++++ Data shown
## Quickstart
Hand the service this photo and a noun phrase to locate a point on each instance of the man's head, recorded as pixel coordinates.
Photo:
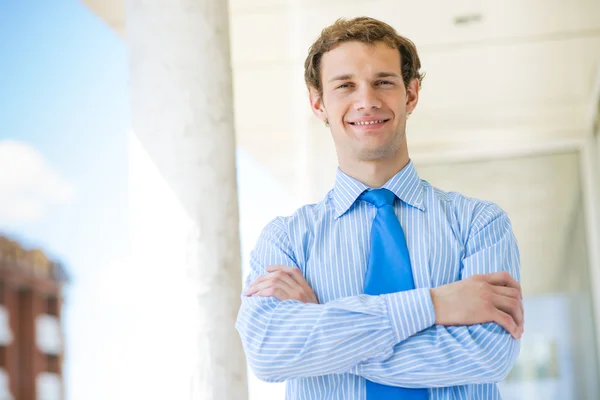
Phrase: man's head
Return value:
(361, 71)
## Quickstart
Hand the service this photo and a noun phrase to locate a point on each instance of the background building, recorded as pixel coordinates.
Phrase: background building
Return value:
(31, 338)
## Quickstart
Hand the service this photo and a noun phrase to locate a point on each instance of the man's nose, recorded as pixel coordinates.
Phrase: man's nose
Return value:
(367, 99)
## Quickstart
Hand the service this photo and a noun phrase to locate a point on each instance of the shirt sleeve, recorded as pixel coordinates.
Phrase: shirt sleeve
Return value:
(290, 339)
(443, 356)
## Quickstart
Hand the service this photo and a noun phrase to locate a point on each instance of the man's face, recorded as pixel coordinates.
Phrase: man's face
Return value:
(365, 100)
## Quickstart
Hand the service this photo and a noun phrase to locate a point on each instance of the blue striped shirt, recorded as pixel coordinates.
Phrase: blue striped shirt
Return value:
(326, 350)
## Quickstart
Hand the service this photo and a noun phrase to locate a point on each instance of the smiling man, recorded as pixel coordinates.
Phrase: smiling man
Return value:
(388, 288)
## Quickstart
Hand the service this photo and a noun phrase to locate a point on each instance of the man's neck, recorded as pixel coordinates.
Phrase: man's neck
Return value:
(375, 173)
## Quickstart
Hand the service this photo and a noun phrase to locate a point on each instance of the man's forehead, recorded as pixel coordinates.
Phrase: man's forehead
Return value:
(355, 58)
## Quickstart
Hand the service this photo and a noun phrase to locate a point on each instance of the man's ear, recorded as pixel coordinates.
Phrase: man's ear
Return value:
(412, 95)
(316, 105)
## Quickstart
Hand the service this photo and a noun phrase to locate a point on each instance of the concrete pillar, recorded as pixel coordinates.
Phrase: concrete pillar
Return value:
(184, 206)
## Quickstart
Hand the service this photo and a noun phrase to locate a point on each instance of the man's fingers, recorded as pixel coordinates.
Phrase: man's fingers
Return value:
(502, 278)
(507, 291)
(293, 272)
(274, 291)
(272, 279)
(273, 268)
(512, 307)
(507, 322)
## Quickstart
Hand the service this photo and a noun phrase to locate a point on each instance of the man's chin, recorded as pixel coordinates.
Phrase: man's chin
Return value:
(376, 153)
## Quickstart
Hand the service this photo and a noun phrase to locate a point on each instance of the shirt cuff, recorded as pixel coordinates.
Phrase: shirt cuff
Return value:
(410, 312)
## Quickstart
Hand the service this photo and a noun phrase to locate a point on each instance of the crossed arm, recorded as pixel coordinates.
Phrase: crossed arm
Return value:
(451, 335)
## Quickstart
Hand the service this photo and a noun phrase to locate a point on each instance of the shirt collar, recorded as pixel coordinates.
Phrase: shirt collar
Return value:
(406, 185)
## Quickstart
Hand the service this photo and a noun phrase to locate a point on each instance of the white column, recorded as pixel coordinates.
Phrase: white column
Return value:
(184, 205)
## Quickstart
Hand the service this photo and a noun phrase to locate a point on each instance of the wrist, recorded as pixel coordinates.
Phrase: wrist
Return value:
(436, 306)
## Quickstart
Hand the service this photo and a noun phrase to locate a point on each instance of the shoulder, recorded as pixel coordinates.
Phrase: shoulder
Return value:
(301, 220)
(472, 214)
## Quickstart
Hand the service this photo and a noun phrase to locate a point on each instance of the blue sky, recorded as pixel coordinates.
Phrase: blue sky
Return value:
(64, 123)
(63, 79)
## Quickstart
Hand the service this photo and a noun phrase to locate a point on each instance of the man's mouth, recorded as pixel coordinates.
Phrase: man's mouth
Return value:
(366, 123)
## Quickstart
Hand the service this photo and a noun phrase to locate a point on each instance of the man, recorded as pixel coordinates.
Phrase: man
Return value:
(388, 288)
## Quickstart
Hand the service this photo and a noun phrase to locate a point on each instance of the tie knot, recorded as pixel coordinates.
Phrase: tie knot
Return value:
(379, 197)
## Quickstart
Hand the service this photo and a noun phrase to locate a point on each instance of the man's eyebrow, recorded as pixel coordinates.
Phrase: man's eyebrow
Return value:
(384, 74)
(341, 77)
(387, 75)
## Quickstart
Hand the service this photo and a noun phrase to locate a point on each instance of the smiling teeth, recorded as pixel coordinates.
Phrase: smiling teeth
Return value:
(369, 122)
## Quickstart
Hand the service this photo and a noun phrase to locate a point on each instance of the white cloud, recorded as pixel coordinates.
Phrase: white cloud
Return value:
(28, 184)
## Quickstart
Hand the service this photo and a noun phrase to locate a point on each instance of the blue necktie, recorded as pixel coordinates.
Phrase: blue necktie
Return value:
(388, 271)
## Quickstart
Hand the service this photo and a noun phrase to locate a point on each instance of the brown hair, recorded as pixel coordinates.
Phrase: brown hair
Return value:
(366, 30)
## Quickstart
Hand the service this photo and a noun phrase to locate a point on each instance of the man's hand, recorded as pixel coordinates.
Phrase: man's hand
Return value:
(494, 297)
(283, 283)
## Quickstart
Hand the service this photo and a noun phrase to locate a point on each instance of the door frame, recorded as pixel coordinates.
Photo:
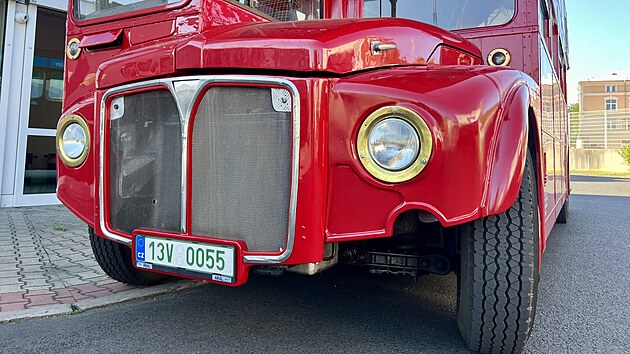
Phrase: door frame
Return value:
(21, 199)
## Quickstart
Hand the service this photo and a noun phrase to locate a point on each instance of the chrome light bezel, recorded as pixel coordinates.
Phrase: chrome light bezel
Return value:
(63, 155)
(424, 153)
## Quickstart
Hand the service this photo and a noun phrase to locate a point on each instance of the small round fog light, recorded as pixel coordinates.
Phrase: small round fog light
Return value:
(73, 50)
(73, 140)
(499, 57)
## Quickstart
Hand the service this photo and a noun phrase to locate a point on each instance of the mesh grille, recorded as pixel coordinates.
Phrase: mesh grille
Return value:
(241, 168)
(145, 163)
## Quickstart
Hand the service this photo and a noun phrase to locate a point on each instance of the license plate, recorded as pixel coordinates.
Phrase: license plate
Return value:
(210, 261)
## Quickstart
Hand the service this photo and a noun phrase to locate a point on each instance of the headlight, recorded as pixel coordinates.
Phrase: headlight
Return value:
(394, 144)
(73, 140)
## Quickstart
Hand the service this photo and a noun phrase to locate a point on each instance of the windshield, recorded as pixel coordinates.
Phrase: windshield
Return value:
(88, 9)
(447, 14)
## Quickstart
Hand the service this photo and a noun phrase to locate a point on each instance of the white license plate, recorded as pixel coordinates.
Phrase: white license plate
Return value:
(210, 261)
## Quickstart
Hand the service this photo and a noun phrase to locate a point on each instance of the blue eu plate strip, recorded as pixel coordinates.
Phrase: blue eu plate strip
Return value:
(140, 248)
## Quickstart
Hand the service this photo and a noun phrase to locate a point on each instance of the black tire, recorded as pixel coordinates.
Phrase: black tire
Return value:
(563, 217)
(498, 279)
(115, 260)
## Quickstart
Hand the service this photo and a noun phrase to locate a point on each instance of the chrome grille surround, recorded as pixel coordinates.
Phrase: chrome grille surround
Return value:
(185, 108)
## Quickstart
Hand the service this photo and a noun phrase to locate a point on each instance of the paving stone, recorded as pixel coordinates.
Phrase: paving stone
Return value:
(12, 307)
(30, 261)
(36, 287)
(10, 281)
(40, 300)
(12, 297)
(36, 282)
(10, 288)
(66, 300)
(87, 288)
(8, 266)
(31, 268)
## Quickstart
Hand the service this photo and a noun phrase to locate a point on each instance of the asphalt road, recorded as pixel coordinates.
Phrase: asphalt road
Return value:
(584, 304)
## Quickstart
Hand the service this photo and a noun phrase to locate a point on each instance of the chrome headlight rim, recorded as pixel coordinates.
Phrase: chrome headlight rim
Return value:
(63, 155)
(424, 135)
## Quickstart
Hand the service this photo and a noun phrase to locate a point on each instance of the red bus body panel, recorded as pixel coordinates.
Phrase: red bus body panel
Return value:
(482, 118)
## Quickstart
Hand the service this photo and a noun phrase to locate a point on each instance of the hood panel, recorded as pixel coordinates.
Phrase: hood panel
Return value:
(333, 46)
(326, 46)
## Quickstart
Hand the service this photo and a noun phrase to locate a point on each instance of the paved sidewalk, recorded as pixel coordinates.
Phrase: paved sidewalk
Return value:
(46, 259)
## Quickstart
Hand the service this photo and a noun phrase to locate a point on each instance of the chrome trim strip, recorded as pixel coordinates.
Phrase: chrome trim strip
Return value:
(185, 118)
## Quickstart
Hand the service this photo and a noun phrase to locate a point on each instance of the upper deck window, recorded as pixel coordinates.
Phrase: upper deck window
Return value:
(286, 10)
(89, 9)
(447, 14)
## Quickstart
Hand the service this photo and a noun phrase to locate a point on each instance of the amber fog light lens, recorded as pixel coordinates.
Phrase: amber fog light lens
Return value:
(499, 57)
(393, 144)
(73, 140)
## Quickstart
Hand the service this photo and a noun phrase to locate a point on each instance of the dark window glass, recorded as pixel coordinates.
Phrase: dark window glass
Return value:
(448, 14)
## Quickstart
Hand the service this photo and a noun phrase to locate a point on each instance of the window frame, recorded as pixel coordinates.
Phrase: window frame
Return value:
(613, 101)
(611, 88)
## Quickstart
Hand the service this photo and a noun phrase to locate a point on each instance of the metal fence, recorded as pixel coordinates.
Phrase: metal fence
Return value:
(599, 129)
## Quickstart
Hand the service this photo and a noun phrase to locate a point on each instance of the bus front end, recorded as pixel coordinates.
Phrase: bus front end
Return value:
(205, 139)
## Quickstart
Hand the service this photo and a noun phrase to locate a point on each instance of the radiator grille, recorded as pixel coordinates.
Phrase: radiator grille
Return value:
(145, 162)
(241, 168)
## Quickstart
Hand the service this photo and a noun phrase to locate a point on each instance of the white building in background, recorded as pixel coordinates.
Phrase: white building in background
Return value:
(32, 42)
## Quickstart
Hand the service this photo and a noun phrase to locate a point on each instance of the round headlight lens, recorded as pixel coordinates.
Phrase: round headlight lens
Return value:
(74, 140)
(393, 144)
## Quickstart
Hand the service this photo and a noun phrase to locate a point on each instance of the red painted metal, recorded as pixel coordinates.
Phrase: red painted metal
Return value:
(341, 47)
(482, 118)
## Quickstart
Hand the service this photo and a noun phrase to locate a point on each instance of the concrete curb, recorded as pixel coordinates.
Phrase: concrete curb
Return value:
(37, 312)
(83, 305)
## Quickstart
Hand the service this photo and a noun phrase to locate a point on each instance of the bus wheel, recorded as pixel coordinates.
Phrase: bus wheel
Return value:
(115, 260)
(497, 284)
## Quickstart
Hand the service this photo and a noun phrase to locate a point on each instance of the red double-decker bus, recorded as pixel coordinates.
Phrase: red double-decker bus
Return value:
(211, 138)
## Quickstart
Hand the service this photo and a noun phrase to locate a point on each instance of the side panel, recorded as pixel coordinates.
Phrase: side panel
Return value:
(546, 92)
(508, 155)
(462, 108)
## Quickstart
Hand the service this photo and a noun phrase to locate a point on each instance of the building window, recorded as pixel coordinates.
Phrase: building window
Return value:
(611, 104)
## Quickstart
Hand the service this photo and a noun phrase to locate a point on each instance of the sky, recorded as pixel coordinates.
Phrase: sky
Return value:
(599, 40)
++++++++
++++ Data shown
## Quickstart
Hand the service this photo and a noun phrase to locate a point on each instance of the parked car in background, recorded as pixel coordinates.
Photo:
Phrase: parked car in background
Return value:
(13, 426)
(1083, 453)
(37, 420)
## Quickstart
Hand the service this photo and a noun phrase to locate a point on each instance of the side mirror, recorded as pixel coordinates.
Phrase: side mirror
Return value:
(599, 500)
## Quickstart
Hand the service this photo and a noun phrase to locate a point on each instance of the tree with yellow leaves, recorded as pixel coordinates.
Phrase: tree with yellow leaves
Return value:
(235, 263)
++++++++
Gather all lines with the string "blue" from the data.

Hand the service this photo and a noun phrase to locate a point on each instance of the blue striped shirt, recorded as pixel coordinates.
Phrase: blue striped shirt
Hand the service this photo and a noun phrase to locate a point on each instance of the blue sky, recorded as pixel coordinates.
Phrase: blue sky
Hand the service this photo and a noun phrase to locate a point on each instance of the blue necktie, recorded as pixel coordinates.
Phrase: blue necktie
Hand the service this photo and a noun phrase to locate a point on each instance of the blue eu plate strip, recorded as pixel coordinates.
Phrase: blue eu plate strip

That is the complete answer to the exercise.